TASK TO COMPLETE: When you answer, give every record back exactly as written.

(Recorded data)
++++++

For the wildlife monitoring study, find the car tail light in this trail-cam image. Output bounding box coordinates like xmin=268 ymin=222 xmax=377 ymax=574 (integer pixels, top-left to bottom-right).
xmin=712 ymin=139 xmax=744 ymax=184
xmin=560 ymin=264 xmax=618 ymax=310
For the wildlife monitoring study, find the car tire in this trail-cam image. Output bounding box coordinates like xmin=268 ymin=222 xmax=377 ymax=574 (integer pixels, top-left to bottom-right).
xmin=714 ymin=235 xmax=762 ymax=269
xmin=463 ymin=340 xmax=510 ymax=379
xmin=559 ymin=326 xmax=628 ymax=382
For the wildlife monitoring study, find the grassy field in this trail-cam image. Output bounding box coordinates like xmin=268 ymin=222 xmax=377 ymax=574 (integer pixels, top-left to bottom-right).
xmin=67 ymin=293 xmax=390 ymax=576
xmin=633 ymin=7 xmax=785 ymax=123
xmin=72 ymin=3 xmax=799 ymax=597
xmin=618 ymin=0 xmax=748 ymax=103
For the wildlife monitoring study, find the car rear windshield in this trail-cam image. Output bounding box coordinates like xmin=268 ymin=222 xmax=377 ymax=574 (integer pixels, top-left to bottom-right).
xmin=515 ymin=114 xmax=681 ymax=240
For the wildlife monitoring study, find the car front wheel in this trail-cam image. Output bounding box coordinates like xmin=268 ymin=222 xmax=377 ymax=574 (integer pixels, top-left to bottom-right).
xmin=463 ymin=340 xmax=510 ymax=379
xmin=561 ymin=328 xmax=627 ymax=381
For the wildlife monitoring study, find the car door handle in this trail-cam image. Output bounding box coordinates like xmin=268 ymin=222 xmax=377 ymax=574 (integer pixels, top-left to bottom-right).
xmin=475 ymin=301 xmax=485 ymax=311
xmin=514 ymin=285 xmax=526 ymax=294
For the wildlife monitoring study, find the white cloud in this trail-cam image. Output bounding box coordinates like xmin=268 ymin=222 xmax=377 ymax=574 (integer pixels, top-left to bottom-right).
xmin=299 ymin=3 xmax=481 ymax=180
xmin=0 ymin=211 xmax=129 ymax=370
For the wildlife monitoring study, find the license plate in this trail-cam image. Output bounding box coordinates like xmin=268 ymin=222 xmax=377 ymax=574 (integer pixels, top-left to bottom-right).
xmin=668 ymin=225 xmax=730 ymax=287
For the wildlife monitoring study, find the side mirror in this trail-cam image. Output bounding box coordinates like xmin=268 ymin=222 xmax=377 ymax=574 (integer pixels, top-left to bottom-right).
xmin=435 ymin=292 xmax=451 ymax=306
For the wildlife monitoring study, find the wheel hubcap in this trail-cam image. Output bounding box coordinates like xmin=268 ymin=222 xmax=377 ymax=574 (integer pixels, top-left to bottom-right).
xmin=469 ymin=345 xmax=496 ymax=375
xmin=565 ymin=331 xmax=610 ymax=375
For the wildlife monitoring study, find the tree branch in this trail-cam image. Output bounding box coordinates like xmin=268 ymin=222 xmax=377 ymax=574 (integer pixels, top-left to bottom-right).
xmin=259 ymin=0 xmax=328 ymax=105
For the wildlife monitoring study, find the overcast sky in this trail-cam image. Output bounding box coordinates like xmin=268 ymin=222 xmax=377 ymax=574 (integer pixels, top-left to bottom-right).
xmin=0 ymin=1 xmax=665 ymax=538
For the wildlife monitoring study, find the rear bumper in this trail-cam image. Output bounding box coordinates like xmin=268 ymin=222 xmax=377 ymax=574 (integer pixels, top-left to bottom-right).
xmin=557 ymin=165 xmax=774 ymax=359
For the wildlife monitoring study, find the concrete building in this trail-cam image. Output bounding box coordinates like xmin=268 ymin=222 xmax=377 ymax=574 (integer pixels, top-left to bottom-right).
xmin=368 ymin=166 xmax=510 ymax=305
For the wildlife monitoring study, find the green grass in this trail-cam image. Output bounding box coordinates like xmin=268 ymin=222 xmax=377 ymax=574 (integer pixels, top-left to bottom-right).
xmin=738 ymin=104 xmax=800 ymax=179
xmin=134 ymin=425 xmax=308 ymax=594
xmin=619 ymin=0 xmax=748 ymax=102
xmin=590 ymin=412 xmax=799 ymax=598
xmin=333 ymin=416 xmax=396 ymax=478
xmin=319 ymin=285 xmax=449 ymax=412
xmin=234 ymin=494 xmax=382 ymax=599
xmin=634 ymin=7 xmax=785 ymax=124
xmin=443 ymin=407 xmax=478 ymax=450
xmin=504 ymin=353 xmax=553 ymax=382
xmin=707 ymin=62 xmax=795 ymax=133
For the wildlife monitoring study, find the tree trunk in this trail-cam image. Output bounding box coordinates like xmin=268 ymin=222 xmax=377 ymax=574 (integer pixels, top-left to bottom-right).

++++++

SOLUTION BELOW:
For the wildlife monitoring study, find the car tail light in this trail-cam image. Output bounding box coordinates like xmin=268 ymin=222 xmax=377 ymax=574 (integer pixels, top-left to bottom-right).
xmin=712 ymin=139 xmax=744 ymax=184
xmin=560 ymin=264 xmax=618 ymax=310
For the wildlife monitoring study, find the car tire in this trail-cam image. Output bounding box coordinates like xmin=268 ymin=222 xmax=377 ymax=574 (integer pixels, top-left to bottom-right).
xmin=714 ymin=235 xmax=762 ymax=269
xmin=463 ymin=340 xmax=510 ymax=379
xmin=559 ymin=326 xmax=628 ymax=382
For the wildlife monitoring study, find the grassy field in this trail-cam image. Output bounding box coordinates like xmin=268 ymin=222 xmax=377 ymax=574 (integer pixels, top-left to bottom-right).
xmin=67 ymin=293 xmax=390 ymax=576
xmin=633 ymin=7 xmax=785 ymax=123
xmin=72 ymin=3 xmax=799 ymax=597
xmin=618 ymin=0 xmax=748 ymax=103
For the wildlife monitoring study, find the car rear windshield in this trail-cam image. Output bounding box coordinates like xmin=268 ymin=222 xmax=377 ymax=574 (integer pixels, top-left to bottom-right).
xmin=515 ymin=114 xmax=681 ymax=240
For the wildlife monitoring study, find the car front wheel in this trail-cam image. Output bounding box coordinates like xmin=268 ymin=222 xmax=377 ymax=574 (integer pixels, top-left to bottom-right).
xmin=463 ymin=340 xmax=510 ymax=379
xmin=561 ymin=328 xmax=627 ymax=381
For the wildlife monitoring study, find the car door handle in this trail-cam image. Output bounding box coordinates like xmin=268 ymin=222 xmax=377 ymax=574 (integer pixels, top-left to bottom-right).
xmin=475 ymin=301 xmax=485 ymax=311
xmin=514 ymin=285 xmax=526 ymax=294
For the wildlife monitoring study, find the white cloud in this trail-cam image. Output bounding box coordinates like xmin=268 ymin=222 xmax=377 ymax=574 (integer pixels, top-left to bottom-right).
xmin=299 ymin=3 xmax=481 ymax=180
xmin=0 ymin=211 xmax=129 ymax=370
For the wildlife monitoring study, find the license plate in this trail-cam image. Output bounding box coordinates like xmin=268 ymin=222 xmax=377 ymax=574 (integer pixels, top-left to bottom-right).
xmin=668 ymin=225 xmax=730 ymax=287
For the wildlife monitoring study, find the side mirror in this trail-cam image. Output bounding box coordinates like xmin=268 ymin=222 xmax=377 ymax=574 (integer pixels, top-left to bottom-right).
xmin=435 ymin=292 xmax=451 ymax=306
For the wildlife monitoring study, find the wheel hubcap in this trail-cam image. Output bounding box coordinates like xmin=268 ymin=222 xmax=377 ymax=574 (integer pixels, top-left to bottom-right).
xmin=469 ymin=345 xmax=496 ymax=375
xmin=565 ymin=331 xmax=610 ymax=375
For the wildlife monitoring study, find the tree branch in this trail-cam image. Output bounding box coordinates like xmin=268 ymin=222 xmax=377 ymax=574 (integer pixels, top-left to bottom-right).
xmin=259 ymin=0 xmax=328 ymax=105
For the wildlife monitoring study, find the overcast sky in this trail-cam image. Output bounding box coordinates like xmin=268 ymin=222 xmax=377 ymax=574 (integer pixels, top-left to bottom-right).
xmin=0 ymin=1 xmax=665 ymax=538
For the wildlife monitoring study, find the rear bumper in this trail-cam image. Output bounding box coordinates like xmin=268 ymin=222 xmax=377 ymax=574 (integer pixels, top-left to bottom-right).
xmin=557 ymin=165 xmax=774 ymax=359
For the wildlife monitoring study, find the concrete building in this trail-cam image. Output bounding box coordinates like xmin=268 ymin=222 xmax=377 ymax=574 (integer pixels, top-left to bottom-right).
xmin=368 ymin=166 xmax=510 ymax=305
For the wildlife monitoring study, find the green grass in this trail-cam image. Output bounding box coordinates like xmin=268 ymin=222 xmax=377 ymax=574 (integer pixels, top-left to bottom-right).
xmin=738 ymin=104 xmax=800 ymax=179
xmin=134 ymin=425 xmax=308 ymax=594
xmin=619 ymin=0 xmax=748 ymax=102
xmin=590 ymin=412 xmax=799 ymax=598
xmin=333 ymin=416 xmax=396 ymax=478
xmin=319 ymin=285 xmax=449 ymax=412
xmin=234 ymin=494 xmax=382 ymax=599
xmin=634 ymin=7 xmax=785 ymax=124
xmin=443 ymin=407 xmax=478 ymax=450
xmin=504 ymin=353 xmax=553 ymax=382
xmin=707 ymin=62 xmax=795 ymax=133
For the wildlife monitoring study, find the tree trunk in this trail-cam image. Output bounding box coordinates like xmin=268 ymin=222 xmax=377 ymax=574 (integer pixels, top-left to bottom-right).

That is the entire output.